Start of Data excerpts

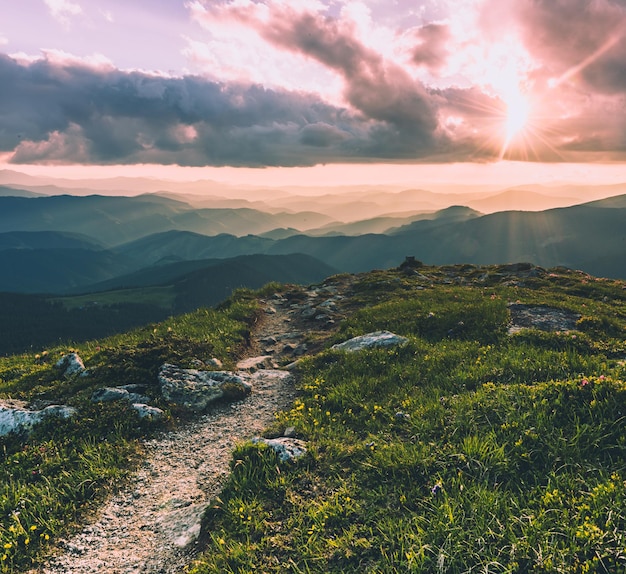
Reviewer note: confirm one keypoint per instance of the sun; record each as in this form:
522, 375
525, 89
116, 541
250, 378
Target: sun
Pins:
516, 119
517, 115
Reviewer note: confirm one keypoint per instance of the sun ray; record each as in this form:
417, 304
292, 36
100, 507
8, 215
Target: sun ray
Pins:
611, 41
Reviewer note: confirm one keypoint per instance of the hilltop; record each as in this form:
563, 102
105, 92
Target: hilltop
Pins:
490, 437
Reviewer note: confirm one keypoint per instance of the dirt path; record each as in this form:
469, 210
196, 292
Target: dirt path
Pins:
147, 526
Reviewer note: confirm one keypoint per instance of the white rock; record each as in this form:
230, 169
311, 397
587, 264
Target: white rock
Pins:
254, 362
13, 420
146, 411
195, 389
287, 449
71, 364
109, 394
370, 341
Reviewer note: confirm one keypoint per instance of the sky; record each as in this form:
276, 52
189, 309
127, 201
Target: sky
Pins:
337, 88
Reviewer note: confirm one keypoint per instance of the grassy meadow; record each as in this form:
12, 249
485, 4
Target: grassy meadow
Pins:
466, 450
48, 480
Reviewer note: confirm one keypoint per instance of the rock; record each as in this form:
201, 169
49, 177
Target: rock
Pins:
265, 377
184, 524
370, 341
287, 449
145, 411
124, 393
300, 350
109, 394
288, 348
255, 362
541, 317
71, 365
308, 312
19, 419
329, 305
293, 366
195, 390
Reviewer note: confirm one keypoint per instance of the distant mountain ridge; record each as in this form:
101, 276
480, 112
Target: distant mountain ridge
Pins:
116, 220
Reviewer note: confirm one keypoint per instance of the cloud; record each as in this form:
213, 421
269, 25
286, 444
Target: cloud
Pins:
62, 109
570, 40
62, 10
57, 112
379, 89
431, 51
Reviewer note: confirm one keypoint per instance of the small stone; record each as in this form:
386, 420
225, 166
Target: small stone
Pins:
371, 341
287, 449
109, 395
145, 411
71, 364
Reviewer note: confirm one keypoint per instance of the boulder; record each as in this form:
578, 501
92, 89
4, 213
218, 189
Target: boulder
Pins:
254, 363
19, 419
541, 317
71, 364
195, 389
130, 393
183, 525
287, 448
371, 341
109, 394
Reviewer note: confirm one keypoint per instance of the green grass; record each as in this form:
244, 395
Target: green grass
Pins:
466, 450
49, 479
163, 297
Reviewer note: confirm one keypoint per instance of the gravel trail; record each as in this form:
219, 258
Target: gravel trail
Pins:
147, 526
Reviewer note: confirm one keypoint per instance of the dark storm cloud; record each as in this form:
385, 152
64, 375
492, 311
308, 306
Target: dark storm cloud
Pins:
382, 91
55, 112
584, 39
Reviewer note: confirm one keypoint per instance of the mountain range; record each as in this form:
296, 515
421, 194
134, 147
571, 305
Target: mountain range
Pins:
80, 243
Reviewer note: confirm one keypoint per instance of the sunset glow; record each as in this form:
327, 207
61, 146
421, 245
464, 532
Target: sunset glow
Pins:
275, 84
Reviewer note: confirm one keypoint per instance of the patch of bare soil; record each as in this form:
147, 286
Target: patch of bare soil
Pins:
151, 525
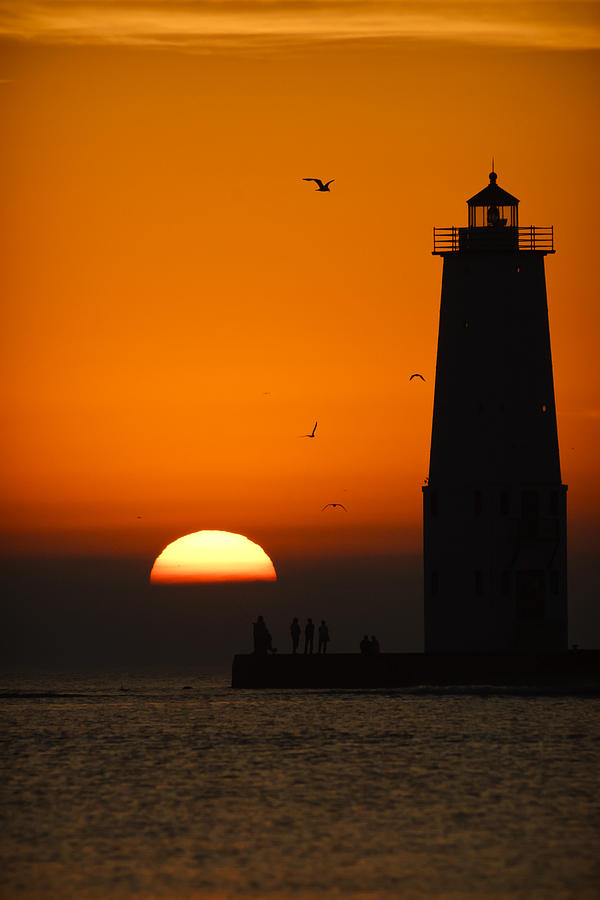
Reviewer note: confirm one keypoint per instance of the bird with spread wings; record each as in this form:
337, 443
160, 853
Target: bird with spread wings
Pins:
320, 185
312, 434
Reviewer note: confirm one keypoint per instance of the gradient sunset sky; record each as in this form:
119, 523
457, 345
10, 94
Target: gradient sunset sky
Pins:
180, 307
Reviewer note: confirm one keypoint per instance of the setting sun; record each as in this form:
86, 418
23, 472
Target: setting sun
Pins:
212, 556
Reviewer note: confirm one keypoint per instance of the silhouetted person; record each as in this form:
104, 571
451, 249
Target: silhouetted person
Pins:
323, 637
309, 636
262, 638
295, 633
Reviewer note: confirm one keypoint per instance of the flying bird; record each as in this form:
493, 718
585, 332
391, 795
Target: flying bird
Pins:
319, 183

End of Data excerpts

Written problem: Copy every record above word for word, leaving out the pictures.

Full answer:
Reviewer note: confirm one keypoint per instance of the sun; record each as in this form:
522, 375
525, 89
116, 541
250, 378
Target: sun
Pins:
516, 119
517, 115
Reviewer note: confirm one keypoint per instance of the sun ray; record each as in this form:
417, 304
292, 36
100, 507
8, 215
Target: sun ray
Pins:
611, 41
Reviewer note: confirm one keypoint per instance of the hilltop; record each as in this form:
563, 102
105, 92
Target: hilltop
Pins:
490, 437
Reviewer note: confirm one keypoint per instance of the dirt path; record each as in this form:
469, 210
196, 292
Target: dirt path
Pins:
147, 526
Reviewer note: confirm one keypoint per instance of the white rock; record each as in this form:
230, 169
311, 397
587, 264
Target: white rock
Pins:
254, 362
13, 420
146, 411
195, 389
287, 449
71, 364
109, 394
370, 341
Reviewer note: confirm one keypoint per instance of the sky; record each as in this form:
276, 52
189, 309
127, 201
Target: sky
Pins:
337, 88
Reviewer note: confirm one keypoint per instance of the grassy meadow; record each as in this form:
12, 249
485, 4
Target: grassy meadow
Pins:
466, 450
48, 480
Reviewer note: confirm one keypoint per instance of the rock; record each as in this form:
201, 169
49, 177
Target: rock
Pins:
265, 377
184, 524
370, 341
287, 449
145, 411
124, 393
300, 350
109, 394
288, 348
255, 362
541, 317
71, 365
308, 312
19, 419
329, 305
293, 366
195, 390
Reviewer note: confirm one keypoint per instance of the distant mountain ridge; record each as in this form:
101, 276
480, 112
Target: distant mountain ridge
Pins:
116, 220
Reviewer note: confirm one keypoint per instance of the cloud; record each as in this form:
213, 421
269, 25
286, 444
Target: cloud
Pins:
62, 109
570, 40
62, 10
57, 112
379, 89
431, 51
Reviewer note: confirm one keypoint per instance of the small stone; record each as in this form:
386, 420
225, 166
Target: small stone
Pins:
371, 341
287, 449
109, 395
145, 411
71, 364
Reviewer note: confirm one keypoint per instance of the boulder; record each as in this form:
578, 501
92, 89
4, 213
218, 189
Target: boulder
Pins:
254, 363
19, 419
541, 317
71, 364
195, 389
130, 393
183, 525
287, 448
371, 341
109, 394
Reviewer note: confirm one keypoint per instance of the green grass; record each as in this form:
244, 395
Target: green grass
Pins:
466, 450
49, 479
163, 297
Reviewer note: confirm one keypoint per instance of the gravel trail; record each as in this form:
219, 258
Target: gravel trail
Pins:
147, 526
Reviewer note: confirm one keypoint per instance of the dark storm cloud; record each as in this form:
385, 152
64, 375
492, 311
308, 306
Target: dark storm cloud
Pins:
382, 91
55, 112
584, 39
Reviewer note: confirm one keypoint per instance of the mountain range; record each as in this form:
296, 515
421, 194
134, 147
571, 305
Target: mountain range
Pins:
80, 243
Reviewer note: confirm one keypoint per instance of the sunset glow; record each as in this form:
327, 207
61, 146
421, 245
464, 532
Target: sunset glow
Pins:
275, 84
Reviewer note: confirm one keypoint per instance of the patch of bare soil; record each as in this form:
147, 286
Target: patch of bare soil
Pins:
151, 525
Reviewer note: confirm one keypoint per instance of the bird with spread wings; record each as in this form:
337, 443
160, 853
Target: bird with spread wings
Pins:
320, 185
312, 434
Reviewer note: confirm one keypoint per instance of the gradient sunset sky; record each as in this form:
119, 523
457, 345
10, 94
Target: gradient sunset sky
Pins:
180, 307
Reviewer note: confirm one keypoint per instance of the setting sun; record each as in this form:
86, 418
23, 472
Target: setting sun
Pins:
212, 556
Reviewer note: confirm one keypoint per instance of the silhouetted person; record each as in this form:
104, 571
451, 249
Target: silhouetted person
Pins:
323, 637
309, 636
262, 638
295, 633
Reviewer note: confirm one keypoint per instance of the flying bird; record each as in this form:
493, 718
585, 332
391, 795
Target: flying bird
Pins:
319, 183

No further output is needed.